[begin Selected passage]
Detaining Hassan has cost the U.S. more than $46,000 so far, based on the average cost per day per detainee in the 2017 budget for the Department of Homeland Security.

Despite his confinement, Hassan hasn’t stopped dancing. He performs for the other detainees in his unit, and he’s now certified as a Zumba instructor through a work program at the detention center.

“Whenever I sing and dance, the stress goes down,” Hassan said. “I feel better.”

Immigration detention is civil detention, which means that it cannot be used as punishment. It can only be used to hold people who have an immigration court date or who are waiting to be deported.

The number of asylum seekers arriving at the border has increased over the last several years, according to a report recently released by the Department of Homeland Security. The number of cases in which the person asked for asylum either at the border or as part of a deportation proceeding more than doubled between fiscal 2011 and fiscal 2015, to 42,391 from 17,916, according to a report from the Executive Office for Immigration Review.

Trump’s plans for immigration enforcement could mean court dates pushed even farther into the future and longer detention times for those with legitimate asylum claims if ICE holds them for the duration of the trial. 

The Calexico detention facility has four private rooms where detainees go through their credible fear interviews over the phone. The asylum officers who conduct the interviews work out of the Los Angeles area. A staff member said the Calexico facility averages about 60 interviews every day. 

Those who don’t pass the interviews will be sent back across the border. Those who do will go on to the next step, waiting in detention like Hassan, for their chance at a life in the U.S.
[end Selected passage]
[begin Provided material]
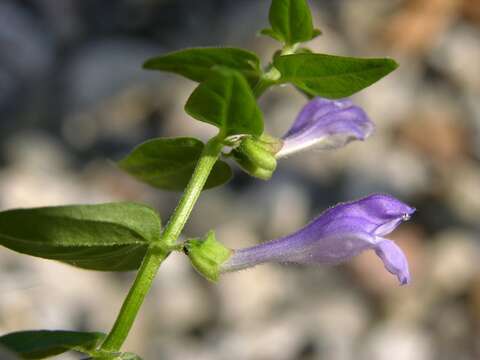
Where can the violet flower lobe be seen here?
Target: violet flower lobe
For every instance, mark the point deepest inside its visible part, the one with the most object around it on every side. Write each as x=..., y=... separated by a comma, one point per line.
[end Provided material]
## Goal
From the immigration detention passage, extract word for word the part that begins at the words "The Calexico detention" and ends after the words "interviews every day.".

## Answer
The Calexico detention facility has four private rooms where detainees go through their credible fear interviews over the phone. The asylum officers who conduct the interviews work out of the Los Angeles area. A staff member said the Calexico facility averages about 60 interviews every day.